→ Reading passage:
# Chainsaw question.



## quack head (Oct 23, 2007)

I have an Echo 1 ft. bar saw. It starts right up, and the chain oil seems to flow just fine. the issue I have with this saw is that after a few minutes of use the chain becomes very tight to the bar to the point where the chan will no longer spin. I have cleaned out the bar cover and have made sure the chain oil port is free of any occlusion. The saw will continue to idle once the chain stops. Everytime this happens I have to losen the bar to free the chian. Any suggestions?

Thanks.


----------



## bbi-smoke (Feb 21, 2010)

Sounds like your tension screw is working it self Free for some reason? 
Have ya opened it up and looked, it may be stripped or broke? 
Outdoor Hub mobile, the outdoor information engine


----------



## quack head (Oct 23, 2007)

bbi-smoke said:


> Sounds like your tension screw is working it self Free for some reason?
> Have ya opened it up and looked, it may be stripped or broke?
> Outdoor Hub mobile, the outdoor information engine


Ya I checked it. It's not stripped.


----------



## fishdip (Dec 29, 2010)

Could it be to tight when you start?


----------



## quack head (Oct 23, 2007)

fishdip said:


> Could it be to tight when you start?


Don't think so, the chain sits in it's track so when it's lifted it pulls of the bar no more that 1/8 of an inch. It always starts of fine then it will become so tight that it will barley lift off the bar.


----------



## Busterboy (Feb 13, 2004)

While adjusting the chain make sure that the bar is held firmly upward at the end and keep it at that position while tightening the bar nut. I usually tip the saw so that the bar is resting on the log/stump/bench while adjusting the chain and have the wrench handy to tighten it up while keeping the saw in that position.

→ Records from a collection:
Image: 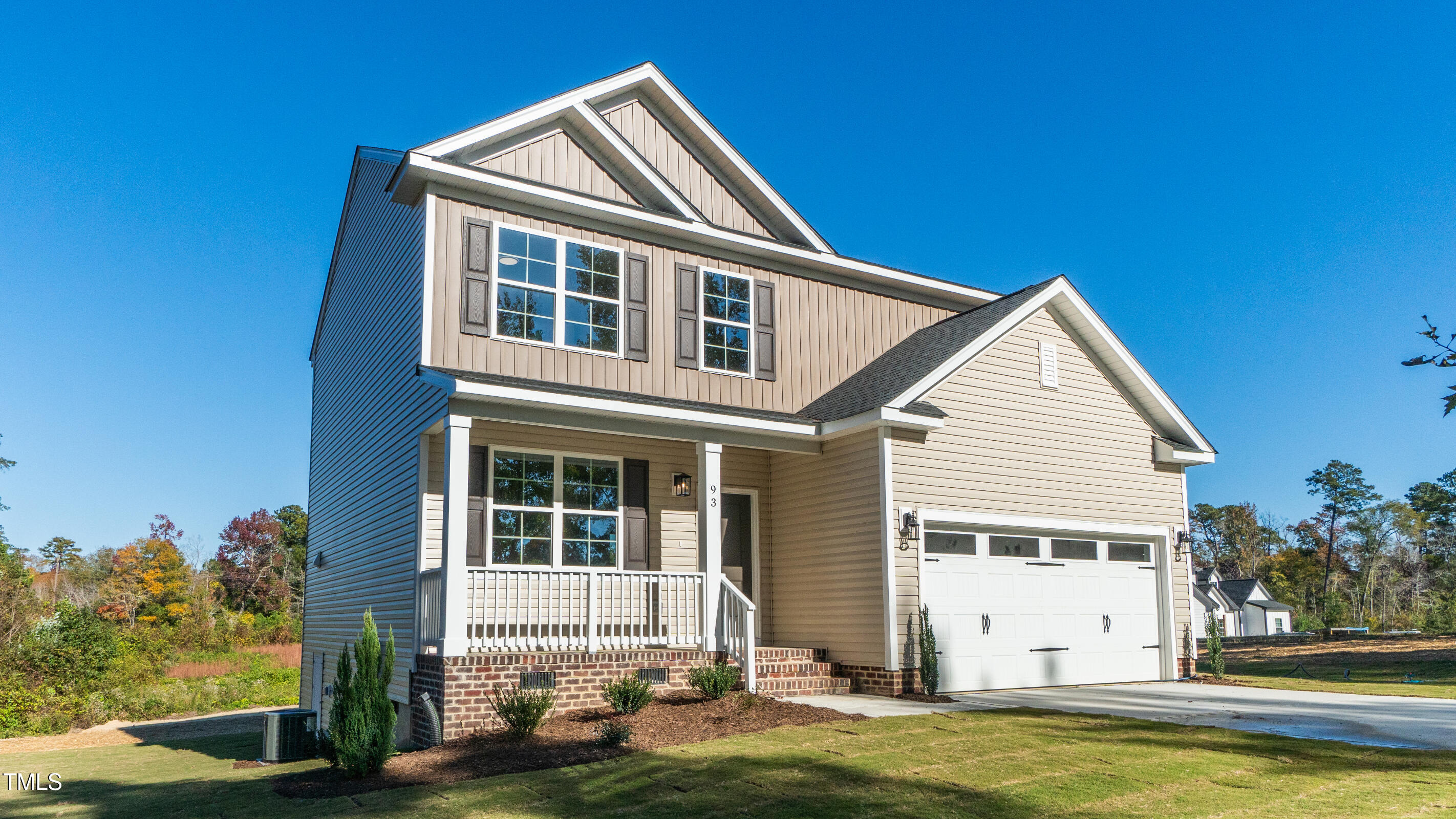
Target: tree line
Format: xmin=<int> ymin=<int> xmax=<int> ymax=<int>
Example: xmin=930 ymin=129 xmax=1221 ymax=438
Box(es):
xmin=1188 ymin=461 xmax=1456 ymax=631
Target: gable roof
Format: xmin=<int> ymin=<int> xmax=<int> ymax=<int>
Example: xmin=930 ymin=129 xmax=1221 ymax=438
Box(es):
xmin=389 ymin=62 xmax=997 ymax=310
xmin=1218 ymin=577 xmax=1259 ymax=605
xmin=801 ymin=276 xmax=1214 ymax=460
xmin=799 ymin=279 xmax=1057 ymax=420
xmin=414 ymin=62 xmax=834 ymax=253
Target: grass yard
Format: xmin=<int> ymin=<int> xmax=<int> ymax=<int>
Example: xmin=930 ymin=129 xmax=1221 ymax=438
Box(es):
xmin=1198 ymin=637 xmax=1456 ymax=700
xmin=0 ymin=710 xmax=1456 ymax=819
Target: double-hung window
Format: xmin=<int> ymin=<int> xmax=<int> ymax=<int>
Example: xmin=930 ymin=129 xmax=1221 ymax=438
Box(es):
xmin=702 ymin=269 xmax=753 ymax=375
xmin=489 ymin=449 xmax=622 ymax=569
xmin=495 ymin=225 xmax=622 ymax=355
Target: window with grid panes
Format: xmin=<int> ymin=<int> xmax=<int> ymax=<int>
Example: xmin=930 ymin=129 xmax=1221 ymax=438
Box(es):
xmin=495 ymin=225 xmax=622 ymax=354
xmin=703 ymin=271 xmax=753 ymax=375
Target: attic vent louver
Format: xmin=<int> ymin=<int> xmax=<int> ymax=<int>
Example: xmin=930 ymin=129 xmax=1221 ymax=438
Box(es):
xmin=1037 ymin=342 xmax=1057 ymax=390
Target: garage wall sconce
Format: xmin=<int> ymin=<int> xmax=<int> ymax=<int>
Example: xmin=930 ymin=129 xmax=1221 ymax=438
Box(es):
xmin=900 ymin=509 xmax=920 ymax=551
xmin=1173 ymin=531 xmax=1192 ymax=562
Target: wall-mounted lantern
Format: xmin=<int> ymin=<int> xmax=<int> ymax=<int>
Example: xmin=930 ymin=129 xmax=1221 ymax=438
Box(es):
xmin=900 ymin=509 xmax=920 ymax=551
xmin=1173 ymin=531 xmax=1192 ymax=562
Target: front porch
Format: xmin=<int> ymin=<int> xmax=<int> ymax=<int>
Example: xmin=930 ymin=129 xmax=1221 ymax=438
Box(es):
xmin=412 ymin=403 xmax=904 ymax=733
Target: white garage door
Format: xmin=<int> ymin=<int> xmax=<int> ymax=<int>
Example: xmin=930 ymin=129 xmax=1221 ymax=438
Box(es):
xmin=920 ymin=522 xmax=1159 ymax=693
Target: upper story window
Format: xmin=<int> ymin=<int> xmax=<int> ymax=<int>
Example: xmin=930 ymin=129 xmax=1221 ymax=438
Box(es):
xmin=488 ymin=451 xmax=622 ymax=569
xmin=495 ymin=225 xmax=622 ymax=354
xmin=702 ymin=269 xmax=753 ymax=375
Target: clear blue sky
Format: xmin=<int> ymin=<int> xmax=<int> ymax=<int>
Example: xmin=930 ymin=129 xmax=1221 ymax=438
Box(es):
xmin=0 ymin=3 xmax=1456 ymax=550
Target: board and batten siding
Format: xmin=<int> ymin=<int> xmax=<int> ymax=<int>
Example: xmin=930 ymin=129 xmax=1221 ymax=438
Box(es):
xmin=475 ymin=131 xmax=640 ymax=205
xmin=763 ymin=429 xmax=885 ymax=666
xmin=603 ymin=100 xmax=773 ymax=239
xmin=298 ymin=159 xmax=445 ymax=719
xmin=430 ymin=197 xmax=952 ymax=412
xmin=891 ymin=310 xmax=1190 ymax=634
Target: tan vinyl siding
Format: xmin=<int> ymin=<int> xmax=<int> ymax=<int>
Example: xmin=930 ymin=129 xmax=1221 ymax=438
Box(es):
xmin=475 ymin=131 xmax=640 ymax=205
xmin=763 ymin=429 xmax=885 ymax=665
xmin=431 ymin=198 xmax=951 ymax=412
xmin=892 ymin=311 xmax=1190 ymax=633
xmin=300 ymin=160 xmax=444 ymax=710
xmin=463 ymin=419 xmax=697 ymax=572
xmin=604 ymin=100 xmax=773 ymax=237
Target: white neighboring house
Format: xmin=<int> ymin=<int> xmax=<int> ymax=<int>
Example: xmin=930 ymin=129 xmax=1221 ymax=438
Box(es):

→ Written instruction A: In the chainsaw thread, what does quack head have to do every time the chain stops spinning?
→ Written instruction B: Write out the chainsaw thread again, everything from "# Chainsaw question." down to "chian. Any suggestions?", substituting "bar oil" for "chain oil".

→ Finished answer A: Loosen the bar to free the chain.

→ Finished answer B:
# Chainsaw question.



## quack head (Oct 23, 2007)

I have an Echo 1 ft. bar saw. It starts right up, and the bar oil seems to flow just fine. the issue I have with this saw is that after a few minutes of use the chain becomes very tight to the bar to the point where the chan will no longer spin. I have cleaned out the bar cover and have made sure the bar oil port is free of any occlusion. The saw will continue to idle once the chain stops. Everytime this happens I have to losen the bar to free the chian. Any suggestions?